• _Task_
Copy out the data below word for word, keeping every line in its original order.

• _Collected data_

** begin **

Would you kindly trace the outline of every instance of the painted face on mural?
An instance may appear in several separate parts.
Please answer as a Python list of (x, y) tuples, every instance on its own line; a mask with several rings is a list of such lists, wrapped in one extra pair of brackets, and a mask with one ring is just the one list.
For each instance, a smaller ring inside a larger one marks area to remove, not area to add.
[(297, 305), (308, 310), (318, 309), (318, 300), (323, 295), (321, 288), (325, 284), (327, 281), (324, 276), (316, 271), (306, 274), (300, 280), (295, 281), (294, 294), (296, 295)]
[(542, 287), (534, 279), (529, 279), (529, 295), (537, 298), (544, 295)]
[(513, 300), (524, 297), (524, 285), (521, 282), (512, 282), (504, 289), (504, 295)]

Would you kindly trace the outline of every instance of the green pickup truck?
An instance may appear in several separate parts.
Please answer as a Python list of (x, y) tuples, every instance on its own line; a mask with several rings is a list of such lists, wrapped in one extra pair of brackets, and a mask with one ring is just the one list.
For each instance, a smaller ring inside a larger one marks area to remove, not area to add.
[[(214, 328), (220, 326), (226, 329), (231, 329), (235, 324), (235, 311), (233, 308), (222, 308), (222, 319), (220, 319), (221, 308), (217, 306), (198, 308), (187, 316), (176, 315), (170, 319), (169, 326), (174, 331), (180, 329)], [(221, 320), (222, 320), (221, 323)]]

** end **

• _Solution_
Would you kindly trace the outline of every instance of the painted face on mural?
An instance may appear in several separate parts.
Please answer as a Python list of (x, y) tuples, every instance on its own line; a mask with several rings is a list of such lists, wrapped in one extra pair of brackets, and a mask with one ring is just the one list.
For each instance, a smaller ring inside a larger one marks area to remove, not area to add.
[(297, 305), (308, 310), (318, 309), (318, 300), (323, 295), (321, 288), (325, 284), (327, 281), (324, 276), (316, 271), (306, 274), (300, 280), (295, 281), (294, 294), (296, 295)]
[(542, 287), (534, 279), (529, 279), (529, 295), (537, 298), (544, 295)]
[(513, 300), (524, 297), (524, 285), (521, 282), (512, 282), (504, 289), (504, 295)]

Would you kindly trace the outline of every instance of the green pickup truck?
An instance may appear in several separate parts.
Please answer as a Python list of (x, y) tuples, every instance on its own line; a mask with several rings is a list of such lists, wrapped in one extra pair of brackets, and a mask with one ring is just the one list.
For each instance, a smaller ring inside a larger one marks area to remove, not area to add.
[[(214, 328), (220, 326), (226, 329), (231, 329), (235, 324), (235, 311), (233, 308), (222, 308), (222, 319), (220, 319), (221, 308), (217, 306), (198, 308), (187, 316), (176, 315), (170, 319), (169, 326), (174, 331), (180, 329)], [(221, 320), (222, 320), (221, 323)]]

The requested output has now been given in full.